(GIVEN RECORDS Opens)

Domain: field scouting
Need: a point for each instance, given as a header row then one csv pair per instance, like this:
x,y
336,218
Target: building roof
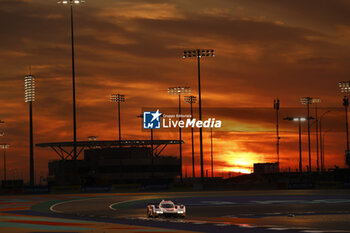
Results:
x,y
110,143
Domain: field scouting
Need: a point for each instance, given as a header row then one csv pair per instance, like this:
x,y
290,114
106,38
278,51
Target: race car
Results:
x,y
166,208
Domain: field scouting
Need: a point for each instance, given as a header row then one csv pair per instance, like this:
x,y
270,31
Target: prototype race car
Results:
x,y
166,209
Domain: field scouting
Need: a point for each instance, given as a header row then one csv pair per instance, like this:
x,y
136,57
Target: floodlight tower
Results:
x,y
179,91
307,101
191,100
29,86
4,147
199,53
345,88
316,101
276,106
71,3
299,119
321,141
118,98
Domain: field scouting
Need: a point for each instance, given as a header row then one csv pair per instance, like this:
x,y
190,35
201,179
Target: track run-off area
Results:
x,y
226,211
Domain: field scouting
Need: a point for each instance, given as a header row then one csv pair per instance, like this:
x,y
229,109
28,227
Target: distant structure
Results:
x,y
112,162
266,168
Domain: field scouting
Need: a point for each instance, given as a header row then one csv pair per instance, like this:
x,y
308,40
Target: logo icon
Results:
x,y
151,120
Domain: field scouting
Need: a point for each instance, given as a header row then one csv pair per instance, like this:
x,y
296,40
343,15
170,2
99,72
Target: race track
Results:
x,y
240,211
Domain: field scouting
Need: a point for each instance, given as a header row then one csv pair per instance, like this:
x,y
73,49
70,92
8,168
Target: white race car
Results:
x,y
166,209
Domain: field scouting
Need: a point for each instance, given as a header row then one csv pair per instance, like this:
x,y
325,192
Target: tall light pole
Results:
x,y
4,147
307,101
315,101
191,100
179,91
71,3
29,91
199,53
321,141
299,119
118,98
345,88
276,106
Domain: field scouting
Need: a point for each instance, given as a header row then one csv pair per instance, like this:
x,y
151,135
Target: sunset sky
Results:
x,y
264,49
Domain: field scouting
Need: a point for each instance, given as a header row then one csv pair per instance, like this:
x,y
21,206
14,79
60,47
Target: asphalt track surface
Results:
x,y
240,211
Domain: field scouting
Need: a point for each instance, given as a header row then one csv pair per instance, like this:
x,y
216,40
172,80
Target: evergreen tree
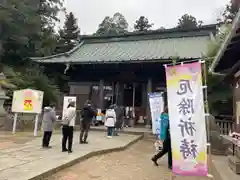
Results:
x,y
229,12
188,21
69,35
112,26
142,24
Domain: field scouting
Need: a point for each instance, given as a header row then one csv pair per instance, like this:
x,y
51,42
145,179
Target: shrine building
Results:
x,y
124,69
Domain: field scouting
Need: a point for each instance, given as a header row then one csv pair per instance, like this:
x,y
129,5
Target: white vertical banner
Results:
x,y
66,101
187,119
156,107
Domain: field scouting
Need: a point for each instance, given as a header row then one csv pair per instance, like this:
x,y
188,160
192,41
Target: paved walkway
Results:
x,y
131,164
29,160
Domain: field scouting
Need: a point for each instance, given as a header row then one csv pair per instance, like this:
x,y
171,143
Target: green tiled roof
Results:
x,y
160,46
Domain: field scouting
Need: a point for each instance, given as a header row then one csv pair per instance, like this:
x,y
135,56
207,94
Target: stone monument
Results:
x,y
3,97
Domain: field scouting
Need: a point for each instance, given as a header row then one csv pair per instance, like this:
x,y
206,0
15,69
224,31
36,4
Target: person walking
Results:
x,y
87,114
165,137
110,120
119,119
49,118
68,124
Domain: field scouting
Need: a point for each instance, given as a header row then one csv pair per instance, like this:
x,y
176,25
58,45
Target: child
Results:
x,y
110,121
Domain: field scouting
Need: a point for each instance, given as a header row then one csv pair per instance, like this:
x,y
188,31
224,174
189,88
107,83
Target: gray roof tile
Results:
x,y
184,47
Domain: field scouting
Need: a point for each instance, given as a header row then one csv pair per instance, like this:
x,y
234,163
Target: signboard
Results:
x,y
187,119
27,101
66,101
156,107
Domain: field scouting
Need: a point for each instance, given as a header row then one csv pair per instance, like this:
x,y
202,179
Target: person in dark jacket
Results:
x,y
119,119
49,118
87,114
166,146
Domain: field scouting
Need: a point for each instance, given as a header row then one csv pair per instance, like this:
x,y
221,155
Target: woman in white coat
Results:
x,y
110,120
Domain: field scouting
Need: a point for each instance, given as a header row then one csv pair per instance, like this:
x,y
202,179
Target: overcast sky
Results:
x,y
164,13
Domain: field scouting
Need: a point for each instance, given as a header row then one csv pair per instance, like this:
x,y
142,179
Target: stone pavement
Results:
x,y
30,161
133,163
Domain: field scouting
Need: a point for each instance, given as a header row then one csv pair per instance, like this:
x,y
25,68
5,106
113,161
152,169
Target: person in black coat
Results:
x,y
87,114
166,149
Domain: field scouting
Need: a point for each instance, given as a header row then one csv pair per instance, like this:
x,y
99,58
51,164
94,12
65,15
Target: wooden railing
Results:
x,y
225,126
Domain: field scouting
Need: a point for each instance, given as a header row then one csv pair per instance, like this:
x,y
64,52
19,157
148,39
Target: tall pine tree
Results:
x,y
69,35
142,24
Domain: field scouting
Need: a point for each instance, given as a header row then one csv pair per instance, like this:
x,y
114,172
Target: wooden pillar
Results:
x,y
133,108
101,94
149,90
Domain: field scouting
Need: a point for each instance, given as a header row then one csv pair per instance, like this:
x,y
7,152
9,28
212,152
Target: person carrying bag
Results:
x,y
68,124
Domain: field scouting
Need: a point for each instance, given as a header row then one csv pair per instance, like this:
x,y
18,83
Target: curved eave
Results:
x,y
66,54
160,60
224,46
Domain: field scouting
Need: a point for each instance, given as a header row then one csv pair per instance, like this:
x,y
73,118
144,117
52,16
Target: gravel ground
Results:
x,y
131,164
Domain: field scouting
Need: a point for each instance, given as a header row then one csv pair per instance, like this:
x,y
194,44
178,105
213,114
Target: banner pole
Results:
x,y
209,159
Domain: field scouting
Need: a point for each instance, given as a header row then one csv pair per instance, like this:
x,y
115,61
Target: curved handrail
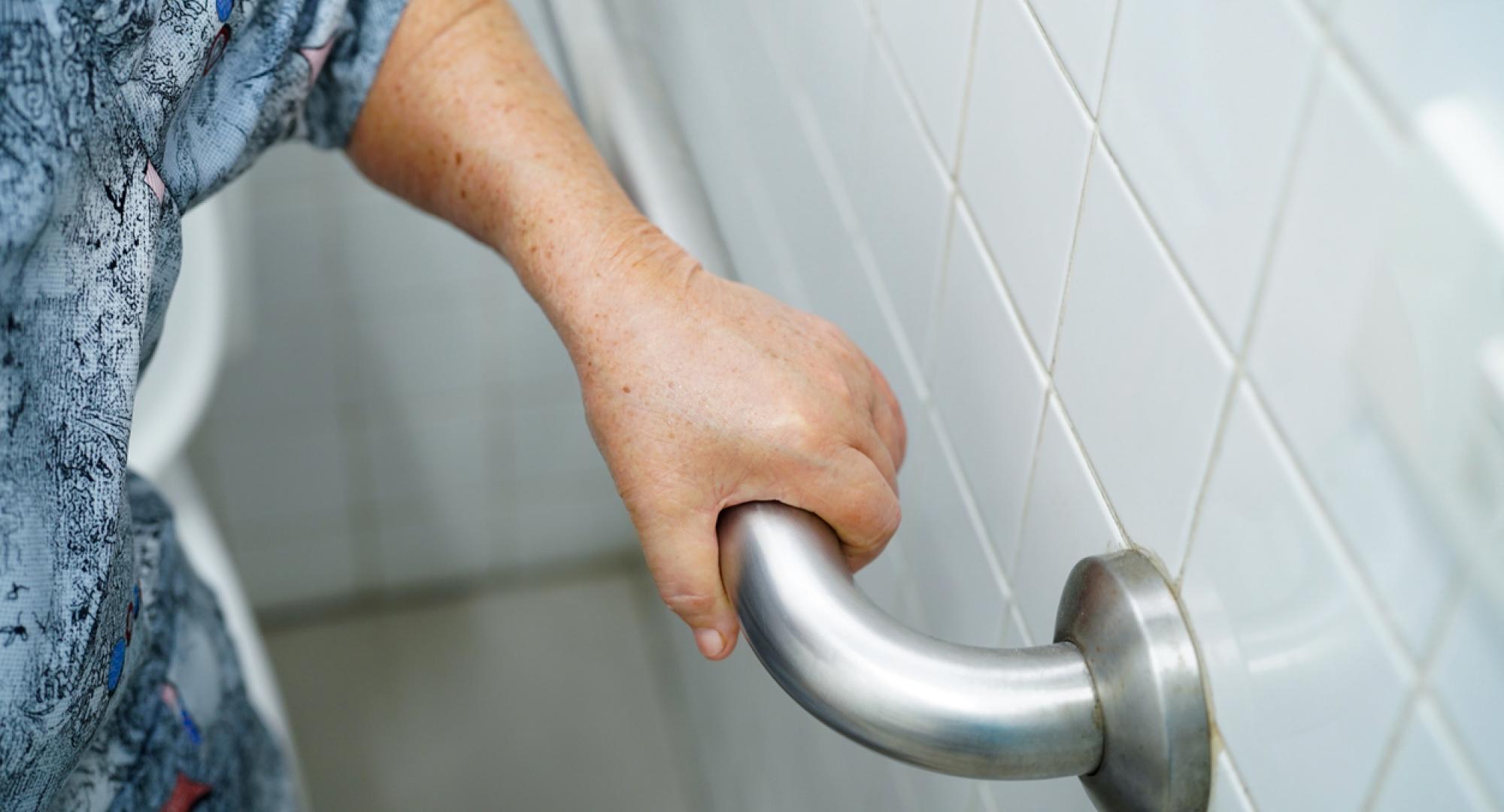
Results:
x,y
1117,698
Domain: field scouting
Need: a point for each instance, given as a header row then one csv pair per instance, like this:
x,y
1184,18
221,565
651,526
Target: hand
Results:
x,y
705,395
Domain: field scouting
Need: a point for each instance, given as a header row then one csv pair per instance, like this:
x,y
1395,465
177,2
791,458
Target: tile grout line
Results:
x,y
960,483
1416,694
814,138
1070,259
966,89
1240,360
1029,480
1347,556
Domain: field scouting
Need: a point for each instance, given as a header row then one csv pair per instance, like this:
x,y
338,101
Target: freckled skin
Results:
x,y
702,393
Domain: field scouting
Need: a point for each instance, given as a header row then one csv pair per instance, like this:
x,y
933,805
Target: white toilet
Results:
x,y
171,402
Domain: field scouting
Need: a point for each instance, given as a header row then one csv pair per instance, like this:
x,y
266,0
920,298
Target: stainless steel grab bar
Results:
x,y
1117,700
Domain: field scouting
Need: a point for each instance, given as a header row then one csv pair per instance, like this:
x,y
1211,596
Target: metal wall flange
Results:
x,y
1121,614
1115,700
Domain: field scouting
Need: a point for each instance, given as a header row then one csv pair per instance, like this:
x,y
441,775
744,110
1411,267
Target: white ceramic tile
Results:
x,y
932,40
535,698
1023,162
291,363
829,49
1228,790
959,589
1467,674
282,467
1066,521
861,780
425,548
563,529
291,562
1082,32
936,790
1294,656
1427,772
414,348
1422,53
1138,369
434,450
1321,317
1201,108
551,447
902,199
987,389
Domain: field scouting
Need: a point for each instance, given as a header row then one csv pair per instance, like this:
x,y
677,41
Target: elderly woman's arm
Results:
x,y
700,393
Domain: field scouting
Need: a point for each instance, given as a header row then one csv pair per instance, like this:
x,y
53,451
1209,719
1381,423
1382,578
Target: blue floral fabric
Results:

(GIVEN RECORDS Closes)

WORK ORDER » Could every entry above be printed again exactly, images excluded?

EXERCISE OUTPUT »
Domain: field scouting
Need: a point for each instance, given as a header row then one csv pair per instance, like this:
x,y
336,218
Target: building roof
Results:
x,y
110,143
Domain: field scouting
Need: a point for each instance, given as a header row then one csv pair per instance, like this:
x,y
290,114
106,38
278,51
Target: race car
Results:
x,y
166,208
Domain: field scouting
Need: a point for each instance, given as a header row then one csv pair per instance, like this:
x,y
270,31
Target: prototype race car
Results:
x,y
166,209
Domain: field scouting
Need: a point for each instance, given as a header row then one csv pair per instance, like this:
x,y
136,57
Target: floodlight tower
Results:
x,y
179,91
307,101
191,100
29,86
4,147
199,53
345,88
316,101
276,106
71,3
299,119
321,141
118,98
Domain: field scouting
Need: a point for each instance, given as a header row then one csv pair per instance, like this:
x,y
190,35
201,179
Target: track run-off area
Results:
x,y
226,211
Domain: field scouting
Need: a point for each instance, given as a header row then one csv pair per instance, like this:
x,y
229,109
28,227
Target: distant structure
Results:
x,y
112,162
266,168
Domain: field scouting
Need: a point for each instance, given as a header row then one csv pair per instance, like this:
x,y
308,40
Target: logo icon
Results:
x,y
151,120
Domain: field scouting
Need: a point for each instance, given as a header row then one csv pair per instance, like this:
x,y
296,40
343,15
170,2
99,72
Target: race track
Results:
x,y
240,211
Domain: field scouting
Need: a point for each instance, given as a header row then one csv pair per instance, like this:
x,y
73,49
70,92
8,168
Target: white race car
Results:
x,y
166,209
Domain: field scouting
Need: a point for each instance, given as a header row then one csv pair per instance, like this:
x,y
325,192
Target: tall light pole
Results:
x,y
4,147
307,101
315,101
191,100
179,91
71,3
29,91
199,53
321,141
299,119
118,98
345,88
276,106
Domain: field scouting
Need: a point for each instance, given as a header row then one csv pair per instance, like this:
x,y
151,135
Target: sunset sky
Results:
x,y
264,49
Domain: field scouting
Need: a point for each instance, given as a header row then one csv pair per instance, like this:
x,y
21,206
14,79
60,47
Target: asphalt track surface
Results:
x,y
240,211
Domain: field scouting
Need: a point for each instance, given as a header row then one csv pair per instance, like this:
x,y
216,40
172,80
Target: evergreen tree
Results:
x,y
229,12
188,21
69,35
112,26
142,24
Domain: field scouting
Need: a point for each instance, given as a header row then one csv pair per instance, like this:
x,y
51,42
145,179
Target: shrine building
Results:
x,y
124,69
Domain: field scouting
Need: a point for each instance, given as a header row then one csv pair per instance, like this:
x,y
129,5
Target: white vertical banner
Results:
x,y
66,101
187,119
156,107
Domain: field scouting
Need: a point for each instance, given as a header row then one csv pair per instance, like this:
x,y
188,160
192,41
Target: paved walkway
Results:
x,y
131,164
29,160
Domain: field scouting
Need: a point for each instance, given as a header row then one csv pair per instance, like this:
x,y
171,143
Target: green tiled roof
Results:
x,y
160,46
Domain: field scouting
Need: a point for each instance, given as a header row then one csv pair per instance, like this:
x,y
135,56
207,94
Target: stone monument
Results:
x,y
3,97
Domain: field scouting
Need: a point for each instance, given as a header row then one csv pair per instance, like this:
x,y
206,0
15,69
224,31
36,4
Target: person walking
Results:
x,y
87,114
165,137
110,120
119,119
49,118
68,124
Domain: field scouting
Need: a point for each instance, given as a header row then one csv pair per instance, like this:
x,y
176,25
58,45
Target: child
Results:
x,y
110,121
Domain: field scouting
Need: a point for each instance, given as a header row then one csv pair per instance, like this:
x,y
188,31
224,174
189,88
107,83
Target: gray roof tile
Results:
x,y
184,47
Domain: field scouting
Need: a point for each instance, given as a header row then one csv pair per instance, like this:
x,y
234,163
Target: signboard
Results:
x,y
187,119
27,101
66,101
156,107
Domain: field scouting
Need: a point for each instance, given as a header row then one csv pair per instance, like this:
x,y
202,179
Target: person in dark jacket
Results:
x,y
119,119
49,118
87,114
166,146
Domain: field scouting
Need: a point for each instance, given as a header row then one csv pair per instance, like this:
x,y
221,155
Target: woman in white coat
Results:
x,y
110,120
Domain: field scouting
Need: a point for each instance, given as a header row then one csv pair per instance, like this:
x,y
202,179
Target: overcast sky
Results:
x,y
164,13
Domain: field scouting
Need: a point for each instance, given as a header row then one csv pair per instance, like this:
x,y
142,179
Target: stone pavement
Results:
x,y
30,161
133,163
Domain: field scouting
Need: a point for each instance, given as a header row then one csv pair per instance, like this:
x,y
25,68
5,106
113,161
152,169
Target: person in black coat
Results:
x,y
87,114
166,149
Domain: field scouting
Need: a point for each instance, given as a header row then one csv pair per instance, like this:
x,y
99,58
51,164
94,12
65,15
Target: wooden railing
Results:
x,y
225,126
Domain: field scouting
Need: a point for each instance, given as a header row then one csv pair per instance, like this:
x,y
64,52
19,157
148,39
Target: tall pine tree
Results:
x,y
69,35
142,24
Domain: field scouting
Need: a point for each instance, given as a header row then one csv pair per instance, like this:
x,y
114,172
Target: wooden pillar
Results:
x,y
133,108
101,94
149,90
Domain: field scouting
Need: a point for each instance, given as a header row then one csv pair per instance, like this:
x,y
7,152
9,28
212,152
Target: person carrying bag
Results:
x,y
68,124
Domain: field scouting
Need: a point for each instance, given as a header row then one csv pair per instance, like this:
x,y
18,83
Target: curved eave
Results:
x,y
66,54
160,60
224,46
Domain: field scouting
Need: a point for each instance, given as a header row then one csv pair per instance, like this:
x,y
73,118
144,117
52,16
Target: gravel ground
Results:
x,y
131,164
Domain: field scouting
Need: a point for each instance, given as a header row then one csv pair per instance, like this:
x,y
194,44
178,105
213,114
Target: banner pole
Results:
x,y
209,159
Domain: field scouting
Need: a point for each instance, given as a header row then one csv pair per instance, like this:
x,y
115,61
Target: curved handrail
Results:
x,y
1117,698
Domain: field scouting
Need: a point for each instance, given as a header row then one csv pair per instance, like this:
x,y
1184,18
221,565
651,526
Target: hand
Results:
x,y
705,395
Domain: field scouting
Need: a point for each instance, given as a header row then one csv pair per instance, like this:
x,y
1395,465
177,2
791,458
Target: tile grout line
Results:
x,y
960,483
1416,694
814,138
1070,259
966,89
1240,360
1029,480
1347,556
Domain: field scouting
Need: a point for each instance, given as a header row then one csv pair per instance, like this:
x,y
338,101
Target: freckled skin
Results:
x,y
702,393
Domain: field scouting
Need: a point for each instance, given as a header row then one csv pair per instance, like this:
x,y
933,805
Target: white toilet
Results:
x,y
171,402
Domain: field scouting
Need: a point for each instance, given as a header row then one csv pair per instance, like this:
x,y
266,0
920,298
Target: stainless steel grab bar
Results:
x,y
1117,700
Domain: field scouting
Need: a point for each instance, given as a header row then one csv pair per instance, like this:
x,y
1211,596
Target: metal wall flange
Results:
x,y
1121,614
1115,700
Domain: field scouting
Need: a point for each instance, given as a header row then one csv pair per instance, like this:
x,y
441,775
744,110
1411,267
Target: white ceramic tile
Results:
x,y
932,40
535,698
1023,162
291,363
829,49
1228,790
959,589
1467,674
282,467
1066,521
861,780
425,548
563,529
291,562
1082,32
936,790
1294,656
1427,772
414,348
1422,53
1138,369
434,450
1321,317
1201,108
551,447
902,199
987,389
Domain: field scouting
Need: a point for each instance, given as a header row then one csv pair per instance, like this:
x,y
677,41
Target: elderly woman's arm
Results:
x,y
700,393
Domain: field scouting
Need: a point for each instance, given as a header row then one csv pair per instance, like this:
x,y
53,451
1209,719
1381,423
1382,578
Target: blue floral fabric
Results:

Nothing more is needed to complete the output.